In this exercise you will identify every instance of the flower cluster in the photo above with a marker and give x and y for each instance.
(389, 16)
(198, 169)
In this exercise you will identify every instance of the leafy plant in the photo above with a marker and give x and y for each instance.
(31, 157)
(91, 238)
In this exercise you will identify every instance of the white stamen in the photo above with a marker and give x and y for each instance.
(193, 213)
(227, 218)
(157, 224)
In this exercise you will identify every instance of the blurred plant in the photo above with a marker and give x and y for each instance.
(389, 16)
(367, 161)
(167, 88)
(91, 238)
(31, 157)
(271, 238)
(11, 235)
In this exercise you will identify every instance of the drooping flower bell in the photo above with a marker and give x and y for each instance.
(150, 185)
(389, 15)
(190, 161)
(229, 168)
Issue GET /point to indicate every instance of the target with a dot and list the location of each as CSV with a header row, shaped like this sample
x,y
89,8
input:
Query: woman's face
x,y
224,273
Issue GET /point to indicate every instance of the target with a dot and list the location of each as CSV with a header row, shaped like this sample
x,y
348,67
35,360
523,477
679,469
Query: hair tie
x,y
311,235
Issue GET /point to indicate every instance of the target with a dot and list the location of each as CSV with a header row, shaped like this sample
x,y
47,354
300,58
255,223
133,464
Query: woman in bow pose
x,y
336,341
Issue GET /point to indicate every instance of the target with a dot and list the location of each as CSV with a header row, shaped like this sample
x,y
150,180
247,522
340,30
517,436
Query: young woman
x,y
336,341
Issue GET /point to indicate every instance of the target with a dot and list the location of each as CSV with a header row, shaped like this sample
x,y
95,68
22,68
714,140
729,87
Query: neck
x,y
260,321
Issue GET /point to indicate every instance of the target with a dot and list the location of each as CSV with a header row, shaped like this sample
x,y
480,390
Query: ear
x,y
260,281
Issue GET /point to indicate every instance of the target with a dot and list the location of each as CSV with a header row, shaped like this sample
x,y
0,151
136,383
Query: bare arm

WORK TO COMPLETE: Print every record above exactly as written.

SOLUTION BELOW:
In this exercise you will identify every instance of the flower cluster in the photo above with a marker and give x and y for each instance.
(389, 16)
(198, 169)
In this exercise you will identify every instance of the leafy plant in the photo above with a marker and give x and y for each instance.
(31, 157)
(91, 238)
In this exercise you will identify every instance of the white stamen in the photo above with a marker and give x and y for each instance.
(193, 213)
(227, 218)
(157, 224)
In this exercise you will identify every instance of the blurred plant in the photo above with a marker and give x and y for each instance.
(389, 16)
(367, 161)
(167, 88)
(91, 238)
(31, 157)
(271, 238)
(11, 235)
In this exercise you will identify every instance of the drooping flower bell in the photo above with a marker and give x and y for each instance.
(150, 185)
(389, 15)
(190, 161)
(229, 168)
Issue GET /point to indicate every instance of the target with a dot and list the location of each as CSV with a header row, shaped like this sample
x,y
89,8
input:
Query: woman's face
x,y
224,273
Issue GET /point to indicate every instance of the target with a dot and list the location of each as CSV with a header row, shaped like this sample
x,y
348,67
35,360
523,477
679,469
Query: hair tie
x,y
311,235
Issue GET /point to indicate every instance of the target with a dot and list the location of each as CSV with a header row, shaped like this sample
x,y
47,354
300,58
255,223
133,464
Query: woman in bow pose
x,y
336,341
Issue GET /point to indicate every instance of the target with a dot and list the location of each as CSV with a header row, shaped like this sample
x,y
150,180
247,522
340,30
517,436
Query: young woman
x,y
336,341
Issue GET /point to indicate every instance of the target with a dot and list the location of each as CSV with a header row, shaped like this sample
x,y
95,68
22,68
714,140
729,87
Query: neck
x,y
260,321
Issue GET /point to indicate every instance of the target with a dot and list the location of each as CSV with a header row, shaped like this sample
x,y
480,390
Query: ear
x,y
260,281
Issue GET /point to indicate every instance of the target with a dot and list the location of each as CSV with a header row, shaped like this sample
x,y
0,151
136,383
Query: bare arm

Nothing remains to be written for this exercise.